#### Article

Les entrepreneurs qui ont effectué ce travail, et qui donc amplifient l’espace de liberté dans la société, mais qui n’ont pas les capitaux pour mener à bien leurs projets, doivent être soutenus par les détenteurs de capitaux. L’entente entre les uns et les autres n’est toutefois pas gagnée et leurs intérêts divergent volontiers. Tout comme Adam Smith, Friedrich Hayek se méfie des capitalistes car ils cherchent avant tout à obtenir le maximum de profit. Friedrich Hayek qui défend l’entrepreneur, figure-phare de la liberté, est l’ennemi de la rente publique mais aussi de la rente tout court, soit de ces capitaux privés qui ne se mettent pas au service des entrepreneurs.
Il convient de ne pas caricaturer la pensée libérale, comme on le fait si volontiers en France et presque toujours par ignorance, une ignorance-crasse saupoudrée de prétention et de conformisme. La pensée libérale ne se réduit pas à un laisser-faire. La liberté des contrats n’est pas l’horizon ultime du libéralisme. Certains contrats doivent être avalisés par l’autorité, d’autres non. Par exemple, on peut s’interroger sur la légitimité de rachat de leurs propres actions par des grandes firmes ou l’achat de brevets destinés à être mis au placard afin que leur application ne vienne pas perturber une situation de quasi rente. Bref, il s’agit de protéger le centre nerveux de l’économie de marché, soit la dynamique entrepreneuriale, non seulement contre l’État mais aussi contre des pratiques générées à l’intérieur même du monde entrepreneurial, de l’économie de marché. Les réponses à ces questions doivent être menées au cas par cas.
Rappelons à tout hasard que la crise financière des subprimes de 2008 n’est pas le fait du libéralisme mais des banques centrales envers lesquelles Friedrich Hayek n’a cessé d’exprimer sa méfiance puisqu’elles ont toujours été à l’origine des grandes crises qui ont traversé le capitalisme moderne. Ces banques ont mené et mènent plus que jamais, avec un entêtement furieux, des politiques monétaires qui ne font que retarder la grande crise mais qui, ce faisant, ne la rendront que plus profonde lorsqu’elle adviendra, car elle adviendra tôt ou tard. La baisse des taux initiée en 2001 par Alan Greenspan a eu des effets en apparence bénéfiques mais elle se paiera cher, très cher. Dans un premier temps l’enivrement rend gai, léger, il donne envie de danser ; vient la gueule de bois, le mal de tête et le vomis.
Comment faire à présent ? On ne peut remonter les taux sous peine de mettre des économies entières à genoux. Il est vrai que nous avons encore le choix entre nous écraser au fond d’un gouffre ou nous écraser contre un mur, nous écraser horizontalement ou verticalement. Il est possible que je force la note.

########

Consignes:
**A)** Recopiez mot pour mot le passage de l'article sur la pensée libérale qui commence par « Rappelons à tout » et s'arrête après « et le vomis. ».
**B)** D'après l'article sur la pensée libérale, qui a lancé la baisse des taux en 2001 ?

#### Enregistrements extraits

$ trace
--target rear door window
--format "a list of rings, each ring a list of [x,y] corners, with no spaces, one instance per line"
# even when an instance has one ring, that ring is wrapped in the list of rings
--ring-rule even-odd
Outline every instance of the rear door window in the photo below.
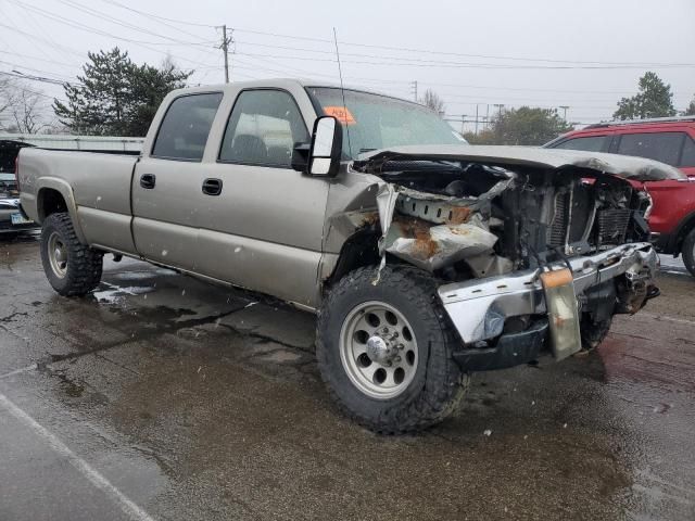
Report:
[[[152,156],[201,161],[222,96],[213,92],[176,98],[162,119]]]
[[[695,141],[690,136],[685,136],[681,166],[695,166]]]
[[[572,138],[554,147],[566,150],[586,150],[589,152],[604,152],[608,148],[608,136],[586,136]]]
[[[308,139],[302,113],[288,92],[244,90],[229,116],[219,161],[290,168],[294,144]]]
[[[683,132],[623,134],[618,143],[618,153],[679,166],[684,137]]]

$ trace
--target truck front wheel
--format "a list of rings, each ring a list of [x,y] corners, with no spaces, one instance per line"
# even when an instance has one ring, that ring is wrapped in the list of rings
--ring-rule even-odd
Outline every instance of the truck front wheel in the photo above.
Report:
[[[681,253],[683,254],[683,264],[691,275],[695,277],[695,228],[685,236]]]
[[[425,429],[464,396],[468,376],[452,358],[460,341],[434,280],[421,270],[352,271],[328,292],[317,329],[318,366],[331,396],[368,429]]]
[[[43,221],[41,262],[48,281],[63,296],[85,295],[101,280],[103,254],[79,242],[66,213]]]

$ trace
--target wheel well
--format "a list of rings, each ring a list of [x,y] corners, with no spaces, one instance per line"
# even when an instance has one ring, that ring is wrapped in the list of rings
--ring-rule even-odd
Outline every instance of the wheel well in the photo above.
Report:
[[[683,241],[687,237],[687,234],[695,228],[695,213],[692,213],[687,217],[683,219],[683,221],[678,227],[675,232],[675,238],[673,242],[673,253],[681,253],[681,247],[683,246]]]
[[[49,215],[58,212],[67,212],[67,204],[63,194],[52,188],[42,188],[38,194],[38,214],[39,219],[43,220]]]
[[[379,264],[379,232],[374,229],[359,230],[343,243],[336,268],[324,281],[324,288],[331,287],[350,271]]]

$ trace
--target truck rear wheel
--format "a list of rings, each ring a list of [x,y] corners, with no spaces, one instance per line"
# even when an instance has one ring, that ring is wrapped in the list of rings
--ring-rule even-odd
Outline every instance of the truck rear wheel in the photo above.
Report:
[[[374,281],[379,277],[379,281]],[[434,280],[410,267],[359,268],[328,293],[318,315],[317,359],[338,406],[376,432],[425,429],[453,412],[468,376]]]
[[[695,277],[695,228],[685,236],[681,253],[683,254],[683,264],[691,275]]]
[[[85,295],[99,285],[103,254],[79,242],[68,214],[46,218],[40,247],[46,277],[61,295]]]

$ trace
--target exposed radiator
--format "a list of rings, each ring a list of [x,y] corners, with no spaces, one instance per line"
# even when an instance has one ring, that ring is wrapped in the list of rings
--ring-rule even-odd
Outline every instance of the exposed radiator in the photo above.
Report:
[[[569,193],[558,193],[555,195],[555,217],[553,225],[548,229],[547,243],[552,247],[565,245],[567,237],[567,226],[569,225]]]
[[[602,209],[596,214],[598,221],[598,245],[622,244],[626,240],[631,209]]]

########

Réponses:
**A)**
Rappelons à tout hasard que la crise financière des subprimes de 2008 n’est pas le fait du libéralisme mais des banques centrales envers lesquelles Friedrich Hayek n’a cessé d’exprimer sa méfiance puisqu’elles ont toujours été à l’origine des grandes crises qui ont traversé le capitalisme moderne. Ces banques ont mené et mènent plus que jamais, avec un entêtement furieux, des politiques monétaires qui ne font que retarder la grande crise mais qui, ce faisant, ne la rendront que plus profonde lorsqu’elle adviendra, car elle adviendra tôt ou tard. La baisse des taux initiée en 2001 par Alan Greenspan a eu des effets en apparence bénéfiques mais elle se paiera cher, très cher. Dans un premier temps l’enivrement rend gai, léger, il donne envie de danser ; vient la gueule de bois, le mal de tête et le vomis.

**B)** Alan Greenspan.